WORK INSTRUCTION
Starting at the first line of the data and ending at the line with "sample = <point>113,71</point>", copy each line exactly. Include both of those lines, but no pictures.

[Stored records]
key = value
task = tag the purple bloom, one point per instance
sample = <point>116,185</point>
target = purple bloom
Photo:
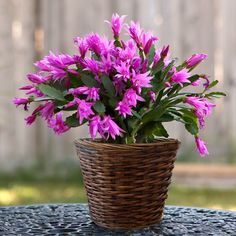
<point>37,79</point>
<point>84,110</point>
<point>128,52</point>
<point>116,24</point>
<point>180,77</point>
<point>81,45</point>
<point>94,43</point>
<point>59,73</point>
<point>119,85</point>
<point>147,40</point>
<point>152,95</point>
<point>92,93</point>
<point>106,64</point>
<point>165,51</point>
<point>47,110</point>
<point>57,124</point>
<point>198,82</point>
<point>131,97</point>
<point>123,109</point>
<point>94,126</point>
<point>200,104</point>
<point>141,81</point>
<point>21,101</point>
<point>202,107</point>
<point>110,128</point>
<point>123,71</point>
<point>162,53</point>
<point>195,59</point>
<point>201,146</point>
<point>30,119</point>
<point>43,65</point>
<point>135,32</point>
<point>92,65</point>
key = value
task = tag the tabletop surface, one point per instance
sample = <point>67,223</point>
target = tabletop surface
<point>73,219</point>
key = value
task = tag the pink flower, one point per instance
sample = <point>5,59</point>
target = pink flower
<point>198,82</point>
<point>200,104</point>
<point>180,77</point>
<point>123,71</point>
<point>128,52</point>
<point>47,110</point>
<point>30,119</point>
<point>43,65</point>
<point>119,85</point>
<point>92,65</point>
<point>195,59</point>
<point>162,53</point>
<point>82,45</point>
<point>131,97</point>
<point>152,95</point>
<point>94,126</point>
<point>57,124</point>
<point>123,109</point>
<point>116,24</point>
<point>135,32</point>
<point>84,110</point>
<point>94,43</point>
<point>21,101</point>
<point>147,40</point>
<point>141,81</point>
<point>37,79</point>
<point>202,107</point>
<point>202,149</point>
<point>92,93</point>
<point>110,128</point>
<point>106,64</point>
<point>165,51</point>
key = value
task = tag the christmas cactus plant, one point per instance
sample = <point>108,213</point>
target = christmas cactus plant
<point>124,90</point>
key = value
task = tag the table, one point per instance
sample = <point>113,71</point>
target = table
<point>73,219</point>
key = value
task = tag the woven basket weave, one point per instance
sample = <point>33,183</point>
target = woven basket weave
<point>126,185</point>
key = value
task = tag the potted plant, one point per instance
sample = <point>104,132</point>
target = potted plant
<point>125,91</point>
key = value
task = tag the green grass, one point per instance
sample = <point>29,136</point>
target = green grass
<point>20,191</point>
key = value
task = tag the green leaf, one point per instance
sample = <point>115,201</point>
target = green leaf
<point>158,67</point>
<point>89,81</point>
<point>160,131</point>
<point>129,140</point>
<point>215,94</point>
<point>51,92</point>
<point>167,70</point>
<point>151,54</point>
<point>113,101</point>
<point>136,114</point>
<point>213,84</point>
<point>72,120</point>
<point>193,78</point>
<point>99,107</point>
<point>154,129</point>
<point>189,114</point>
<point>192,128</point>
<point>108,85</point>
<point>166,118</point>
<point>40,99</point>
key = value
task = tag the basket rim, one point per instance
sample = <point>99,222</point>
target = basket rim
<point>98,141</point>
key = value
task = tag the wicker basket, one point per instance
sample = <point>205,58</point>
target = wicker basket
<point>126,185</point>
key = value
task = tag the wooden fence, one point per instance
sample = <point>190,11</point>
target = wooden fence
<point>30,28</point>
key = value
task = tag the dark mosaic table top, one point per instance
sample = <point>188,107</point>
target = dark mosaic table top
<point>73,219</point>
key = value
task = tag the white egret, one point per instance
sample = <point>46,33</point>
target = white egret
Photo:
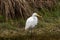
<point>31,22</point>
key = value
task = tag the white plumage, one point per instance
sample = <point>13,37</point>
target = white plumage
<point>31,21</point>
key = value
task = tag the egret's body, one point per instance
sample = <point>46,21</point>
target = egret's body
<point>31,22</point>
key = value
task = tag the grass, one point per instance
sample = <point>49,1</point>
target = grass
<point>47,29</point>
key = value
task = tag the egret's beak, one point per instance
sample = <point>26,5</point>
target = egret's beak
<point>39,15</point>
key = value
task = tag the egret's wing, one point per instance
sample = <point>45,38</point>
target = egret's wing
<point>31,22</point>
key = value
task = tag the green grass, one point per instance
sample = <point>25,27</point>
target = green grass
<point>48,27</point>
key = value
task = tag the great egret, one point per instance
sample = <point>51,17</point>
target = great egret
<point>31,22</point>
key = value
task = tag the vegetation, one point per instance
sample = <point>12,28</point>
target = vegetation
<point>13,14</point>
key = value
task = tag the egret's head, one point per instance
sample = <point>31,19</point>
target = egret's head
<point>35,14</point>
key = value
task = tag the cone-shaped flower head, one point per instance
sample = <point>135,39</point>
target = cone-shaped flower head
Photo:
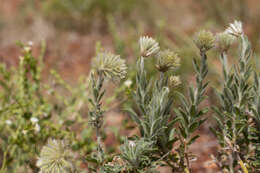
<point>235,28</point>
<point>148,46</point>
<point>55,157</point>
<point>167,60</point>
<point>174,81</point>
<point>204,40</point>
<point>224,41</point>
<point>110,65</point>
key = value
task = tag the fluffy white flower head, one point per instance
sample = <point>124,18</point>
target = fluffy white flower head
<point>148,46</point>
<point>8,122</point>
<point>34,120</point>
<point>128,83</point>
<point>235,28</point>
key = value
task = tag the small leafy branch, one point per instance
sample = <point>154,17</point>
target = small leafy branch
<point>237,115</point>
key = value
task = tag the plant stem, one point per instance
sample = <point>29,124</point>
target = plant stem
<point>241,163</point>
<point>4,161</point>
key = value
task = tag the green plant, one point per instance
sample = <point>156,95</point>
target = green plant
<point>32,111</point>
<point>237,116</point>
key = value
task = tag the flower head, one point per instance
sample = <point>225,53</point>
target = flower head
<point>8,122</point>
<point>174,81</point>
<point>235,28</point>
<point>167,60</point>
<point>55,157</point>
<point>34,120</point>
<point>204,40</point>
<point>224,41</point>
<point>148,46</point>
<point>128,83</point>
<point>110,65</point>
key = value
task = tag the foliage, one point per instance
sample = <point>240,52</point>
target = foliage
<point>237,116</point>
<point>33,111</point>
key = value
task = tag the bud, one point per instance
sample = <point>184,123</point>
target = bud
<point>204,40</point>
<point>128,83</point>
<point>173,82</point>
<point>235,29</point>
<point>55,157</point>
<point>8,122</point>
<point>224,41</point>
<point>167,60</point>
<point>148,46</point>
<point>110,65</point>
<point>34,120</point>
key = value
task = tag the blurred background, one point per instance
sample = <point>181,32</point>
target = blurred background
<point>71,29</point>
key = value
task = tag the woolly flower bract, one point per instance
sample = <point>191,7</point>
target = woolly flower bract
<point>174,81</point>
<point>166,60</point>
<point>148,46</point>
<point>224,41</point>
<point>110,65</point>
<point>235,28</point>
<point>204,40</point>
<point>55,157</point>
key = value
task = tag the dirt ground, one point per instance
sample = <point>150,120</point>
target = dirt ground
<point>70,52</point>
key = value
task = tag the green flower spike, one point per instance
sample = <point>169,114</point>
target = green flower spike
<point>167,60</point>
<point>55,157</point>
<point>110,65</point>
<point>204,40</point>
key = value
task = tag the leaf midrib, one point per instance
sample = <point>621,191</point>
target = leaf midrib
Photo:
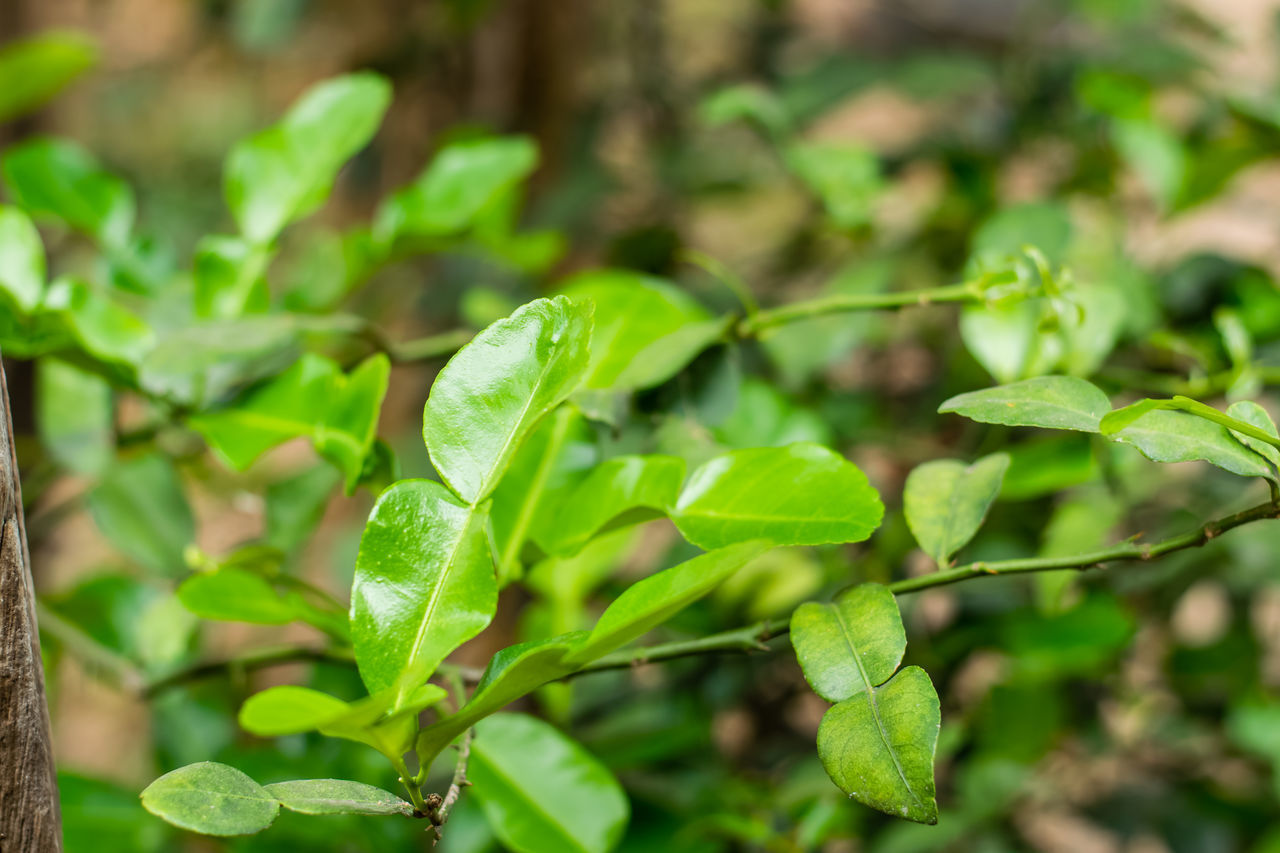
<point>871,698</point>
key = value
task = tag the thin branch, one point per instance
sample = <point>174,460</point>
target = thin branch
<point>440,813</point>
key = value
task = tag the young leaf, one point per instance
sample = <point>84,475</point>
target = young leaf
<point>424,584</point>
<point>59,179</point>
<point>1176,437</point>
<point>213,799</point>
<point>621,489</point>
<point>946,501</point>
<point>22,259</point>
<point>1252,413</point>
<point>231,278</point>
<point>141,509</point>
<point>798,495</point>
<point>287,170</point>
<point>1052,402</point>
<point>289,710</point>
<point>32,71</point>
<point>517,761</point>
<point>337,797</point>
<point>850,644</point>
<point>461,182</point>
<point>657,598</point>
<point>645,329</point>
<point>877,743</point>
<point>497,387</point>
<point>878,746</point>
<point>74,415</point>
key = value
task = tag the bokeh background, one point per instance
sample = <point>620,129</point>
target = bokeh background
<point>1133,141</point>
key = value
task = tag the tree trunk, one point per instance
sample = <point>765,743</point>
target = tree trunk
<point>28,788</point>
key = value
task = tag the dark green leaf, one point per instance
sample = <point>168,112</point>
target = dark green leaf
<point>424,584</point>
<point>496,388</point>
<point>213,799</point>
<point>337,797</point>
<point>796,495</point>
<point>1052,402</point>
<point>542,792</point>
<point>946,501</point>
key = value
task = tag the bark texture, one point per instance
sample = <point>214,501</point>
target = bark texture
<point>28,788</point>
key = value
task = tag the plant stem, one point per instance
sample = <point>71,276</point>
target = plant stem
<point>841,304</point>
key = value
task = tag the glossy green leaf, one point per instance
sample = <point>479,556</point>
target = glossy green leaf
<point>851,644</point>
<point>76,416</point>
<point>289,710</point>
<point>946,501</point>
<point>141,509</point>
<point>1052,402</point>
<point>236,594</point>
<point>32,71</point>
<point>22,259</point>
<point>649,602</point>
<point>622,489</point>
<point>1253,414</point>
<point>337,797</point>
<point>461,181</point>
<point>645,329</point>
<point>846,178</point>
<point>798,495</point>
<point>878,746</point>
<point>59,179</point>
<point>211,799</point>
<point>516,761</point>
<point>496,388</point>
<point>229,278</point>
<point>100,325</point>
<point>287,170</point>
<point>424,584</point>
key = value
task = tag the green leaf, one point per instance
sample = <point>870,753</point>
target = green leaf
<point>76,416</point>
<point>424,584</point>
<point>59,179</point>
<point>798,495</point>
<point>231,278</point>
<point>851,644</point>
<point>287,170</point>
<point>22,259</point>
<point>236,594</point>
<point>1052,402</point>
<point>1178,437</point>
<point>946,501</point>
<point>100,325</point>
<point>497,387</point>
<point>512,673</point>
<point>35,69</point>
<point>846,178</point>
<point>462,181</point>
<point>289,710</point>
<point>645,328</point>
<point>878,746</point>
<point>657,598</point>
<point>337,797</point>
<point>213,799</point>
<point>1252,413</point>
<point>311,398</point>
<point>516,761</point>
<point>622,489</point>
<point>141,509</point>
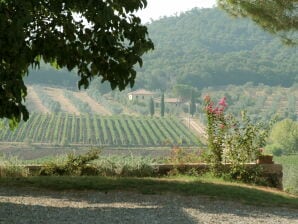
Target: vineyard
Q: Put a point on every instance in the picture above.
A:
(122, 131)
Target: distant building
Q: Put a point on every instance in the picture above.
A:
(141, 95)
(168, 101)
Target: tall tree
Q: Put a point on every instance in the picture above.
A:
(96, 38)
(151, 107)
(276, 16)
(192, 104)
(162, 105)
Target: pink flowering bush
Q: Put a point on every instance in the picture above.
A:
(240, 138)
(216, 128)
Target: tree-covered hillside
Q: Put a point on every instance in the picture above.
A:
(206, 47)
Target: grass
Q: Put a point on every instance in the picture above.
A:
(290, 174)
(200, 186)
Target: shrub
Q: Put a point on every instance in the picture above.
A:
(11, 167)
(239, 138)
(75, 165)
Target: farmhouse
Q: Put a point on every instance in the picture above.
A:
(141, 94)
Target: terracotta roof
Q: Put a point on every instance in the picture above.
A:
(141, 92)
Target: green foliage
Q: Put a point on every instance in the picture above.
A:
(10, 166)
(192, 105)
(232, 140)
(126, 166)
(290, 176)
(213, 49)
(179, 156)
(216, 126)
(109, 47)
(162, 105)
(285, 134)
(151, 107)
(75, 165)
(276, 16)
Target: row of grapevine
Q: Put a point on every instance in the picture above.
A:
(121, 131)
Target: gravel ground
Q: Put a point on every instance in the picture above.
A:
(53, 207)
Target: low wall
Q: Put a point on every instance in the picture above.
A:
(272, 173)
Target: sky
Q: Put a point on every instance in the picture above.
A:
(159, 8)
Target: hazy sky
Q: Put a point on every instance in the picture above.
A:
(159, 8)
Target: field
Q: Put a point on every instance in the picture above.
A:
(62, 129)
(290, 174)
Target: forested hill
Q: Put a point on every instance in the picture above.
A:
(203, 47)
(207, 47)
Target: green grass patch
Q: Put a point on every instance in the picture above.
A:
(211, 187)
(290, 174)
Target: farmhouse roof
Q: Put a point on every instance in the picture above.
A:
(141, 92)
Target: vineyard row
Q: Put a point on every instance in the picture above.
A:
(121, 131)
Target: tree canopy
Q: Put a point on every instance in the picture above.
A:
(96, 38)
(276, 16)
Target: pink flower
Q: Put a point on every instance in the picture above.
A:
(207, 99)
(223, 102)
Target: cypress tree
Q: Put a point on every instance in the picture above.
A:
(192, 105)
(151, 107)
(162, 105)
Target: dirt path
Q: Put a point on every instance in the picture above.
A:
(44, 206)
(95, 106)
(58, 95)
(33, 97)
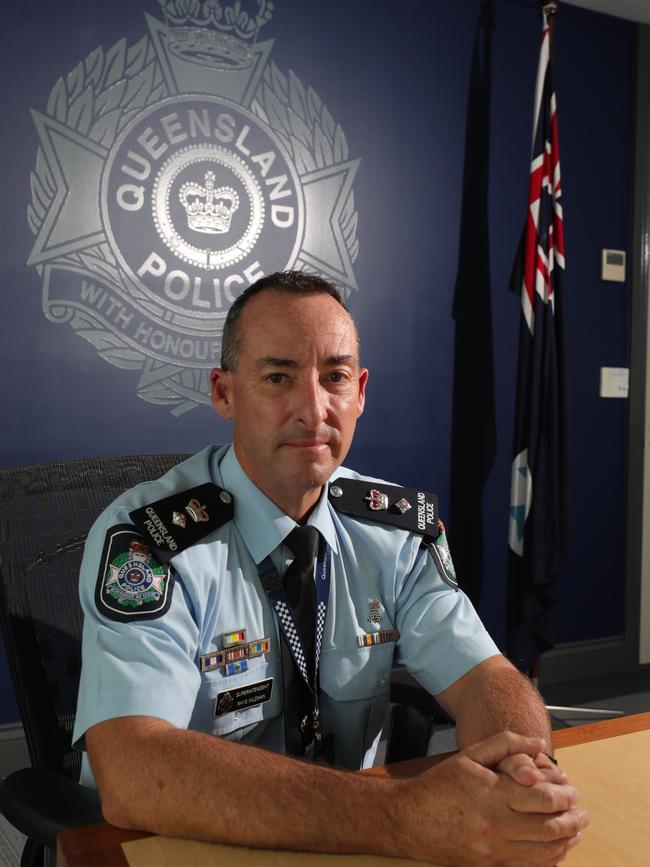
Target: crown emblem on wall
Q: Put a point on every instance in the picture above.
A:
(212, 33)
(208, 209)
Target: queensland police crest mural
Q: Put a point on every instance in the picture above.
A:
(172, 173)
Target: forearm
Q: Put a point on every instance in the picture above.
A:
(182, 783)
(498, 698)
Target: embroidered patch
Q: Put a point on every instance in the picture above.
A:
(177, 522)
(407, 508)
(242, 697)
(131, 584)
(441, 554)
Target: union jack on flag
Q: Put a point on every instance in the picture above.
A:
(537, 507)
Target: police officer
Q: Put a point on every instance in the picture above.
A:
(260, 592)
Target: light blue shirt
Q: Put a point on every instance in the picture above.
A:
(151, 667)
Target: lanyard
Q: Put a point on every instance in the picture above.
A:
(274, 589)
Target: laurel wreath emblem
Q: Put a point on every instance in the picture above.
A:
(97, 99)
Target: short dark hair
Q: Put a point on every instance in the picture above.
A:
(289, 282)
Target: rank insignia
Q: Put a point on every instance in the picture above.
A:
(131, 584)
(164, 523)
(197, 512)
(230, 639)
(377, 501)
(179, 519)
(371, 638)
(374, 612)
(407, 508)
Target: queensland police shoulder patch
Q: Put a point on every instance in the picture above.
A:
(131, 584)
(439, 550)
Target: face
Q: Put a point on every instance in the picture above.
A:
(295, 396)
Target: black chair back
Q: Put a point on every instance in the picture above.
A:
(46, 511)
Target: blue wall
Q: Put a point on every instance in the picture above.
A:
(436, 101)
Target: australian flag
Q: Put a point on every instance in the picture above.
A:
(537, 502)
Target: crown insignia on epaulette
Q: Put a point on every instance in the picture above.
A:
(212, 33)
(208, 209)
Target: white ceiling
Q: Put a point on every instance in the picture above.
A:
(635, 10)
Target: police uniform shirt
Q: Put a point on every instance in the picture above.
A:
(381, 579)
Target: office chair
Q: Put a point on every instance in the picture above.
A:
(46, 512)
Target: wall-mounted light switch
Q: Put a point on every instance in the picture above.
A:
(614, 265)
(614, 381)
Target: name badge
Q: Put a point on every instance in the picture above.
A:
(242, 697)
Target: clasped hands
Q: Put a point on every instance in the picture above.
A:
(501, 803)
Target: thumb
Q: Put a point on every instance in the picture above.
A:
(493, 750)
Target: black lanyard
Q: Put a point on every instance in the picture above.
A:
(274, 589)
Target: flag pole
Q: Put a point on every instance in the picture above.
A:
(549, 11)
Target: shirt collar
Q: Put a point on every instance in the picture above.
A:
(262, 525)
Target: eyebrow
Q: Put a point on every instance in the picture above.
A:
(332, 361)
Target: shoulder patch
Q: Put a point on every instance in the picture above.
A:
(131, 584)
(406, 508)
(439, 550)
(175, 523)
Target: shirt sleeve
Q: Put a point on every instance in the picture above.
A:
(140, 667)
(441, 634)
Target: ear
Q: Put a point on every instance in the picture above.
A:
(221, 393)
(361, 399)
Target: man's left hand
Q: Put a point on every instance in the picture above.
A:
(528, 771)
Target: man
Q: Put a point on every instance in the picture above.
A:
(182, 597)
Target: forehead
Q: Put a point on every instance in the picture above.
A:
(294, 323)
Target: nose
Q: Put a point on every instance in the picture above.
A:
(311, 403)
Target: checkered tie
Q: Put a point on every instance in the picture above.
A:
(300, 590)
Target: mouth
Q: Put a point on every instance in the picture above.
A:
(307, 445)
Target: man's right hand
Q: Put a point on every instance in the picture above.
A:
(465, 812)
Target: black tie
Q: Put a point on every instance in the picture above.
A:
(300, 591)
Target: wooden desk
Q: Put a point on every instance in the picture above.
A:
(101, 845)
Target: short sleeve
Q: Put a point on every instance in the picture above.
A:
(138, 656)
(441, 634)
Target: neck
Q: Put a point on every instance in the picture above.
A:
(298, 507)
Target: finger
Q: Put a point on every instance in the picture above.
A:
(495, 749)
(541, 797)
(540, 854)
(552, 773)
(522, 769)
(547, 829)
(526, 771)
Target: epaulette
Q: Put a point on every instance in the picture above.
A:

OUTPUT OF THE EXERCISE
key = value
task = tag the purple bloom, one point per instance
sample = <point>116,185</point>
target = purple bloom
Photo:
<point>37,79</point>
<point>84,110</point>
<point>128,52</point>
<point>116,24</point>
<point>180,77</point>
<point>81,45</point>
<point>94,43</point>
<point>59,73</point>
<point>119,85</point>
<point>147,40</point>
<point>152,95</point>
<point>92,93</point>
<point>106,64</point>
<point>165,51</point>
<point>47,110</point>
<point>57,124</point>
<point>198,82</point>
<point>131,97</point>
<point>123,109</point>
<point>94,126</point>
<point>200,104</point>
<point>141,81</point>
<point>21,101</point>
<point>202,107</point>
<point>110,128</point>
<point>123,71</point>
<point>162,53</point>
<point>195,59</point>
<point>201,146</point>
<point>30,119</point>
<point>43,65</point>
<point>135,32</point>
<point>92,65</point>
key = value
task = tag the tabletop surface, one point per instance
sample = <point>67,223</point>
target = tabletop surface
<point>73,219</point>
key = value
task = tag the pink flower, one point per instance
sample = <point>5,59</point>
target = pink flower
<point>198,82</point>
<point>200,104</point>
<point>180,77</point>
<point>123,71</point>
<point>128,52</point>
<point>47,110</point>
<point>30,119</point>
<point>43,65</point>
<point>119,85</point>
<point>92,65</point>
<point>195,59</point>
<point>162,53</point>
<point>82,45</point>
<point>131,97</point>
<point>152,95</point>
<point>94,126</point>
<point>57,124</point>
<point>123,109</point>
<point>116,24</point>
<point>135,32</point>
<point>84,110</point>
<point>94,43</point>
<point>21,101</point>
<point>147,40</point>
<point>141,81</point>
<point>37,79</point>
<point>202,107</point>
<point>202,149</point>
<point>92,93</point>
<point>110,128</point>
<point>106,64</point>
<point>165,51</point>
key = value
task = tag the christmas cactus plant, one point per instance
sample = <point>108,213</point>
target = christmas cactus plant
<point>124,90</point>
key = value
task = tag the table, one point per instance
sample = <point>113,71</point>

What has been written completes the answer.